**Problem description**:
How many lines in the items below contain the word "door"? Case counts. Reply with the number alone.
::: Provided data
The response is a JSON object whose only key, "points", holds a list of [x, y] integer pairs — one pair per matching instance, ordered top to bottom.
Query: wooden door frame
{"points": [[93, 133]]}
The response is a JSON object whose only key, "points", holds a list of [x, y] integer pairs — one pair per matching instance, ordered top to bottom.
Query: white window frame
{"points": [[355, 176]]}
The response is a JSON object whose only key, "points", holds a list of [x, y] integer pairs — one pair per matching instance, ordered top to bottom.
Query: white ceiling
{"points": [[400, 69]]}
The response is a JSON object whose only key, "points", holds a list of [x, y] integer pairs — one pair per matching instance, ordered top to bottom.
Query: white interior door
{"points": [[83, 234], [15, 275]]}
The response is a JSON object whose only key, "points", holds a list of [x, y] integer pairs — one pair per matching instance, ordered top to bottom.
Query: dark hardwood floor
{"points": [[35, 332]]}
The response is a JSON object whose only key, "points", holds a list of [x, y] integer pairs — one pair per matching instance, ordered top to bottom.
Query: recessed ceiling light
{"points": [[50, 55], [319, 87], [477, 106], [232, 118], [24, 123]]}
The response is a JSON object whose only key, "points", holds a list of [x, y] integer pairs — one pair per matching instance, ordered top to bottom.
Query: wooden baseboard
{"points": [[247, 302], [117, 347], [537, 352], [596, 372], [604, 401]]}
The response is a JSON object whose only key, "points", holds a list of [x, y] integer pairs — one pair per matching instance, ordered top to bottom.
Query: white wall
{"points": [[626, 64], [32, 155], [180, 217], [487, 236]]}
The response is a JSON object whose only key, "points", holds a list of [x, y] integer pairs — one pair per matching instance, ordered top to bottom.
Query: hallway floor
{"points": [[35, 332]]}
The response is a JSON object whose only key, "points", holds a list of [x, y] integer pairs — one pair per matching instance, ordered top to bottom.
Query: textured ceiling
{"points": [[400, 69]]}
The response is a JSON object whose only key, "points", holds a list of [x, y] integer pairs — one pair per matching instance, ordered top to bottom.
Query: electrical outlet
::::::
::: Provided data
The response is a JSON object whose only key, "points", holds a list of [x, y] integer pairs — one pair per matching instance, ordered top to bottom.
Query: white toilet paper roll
::::::
**Response to this task**:
2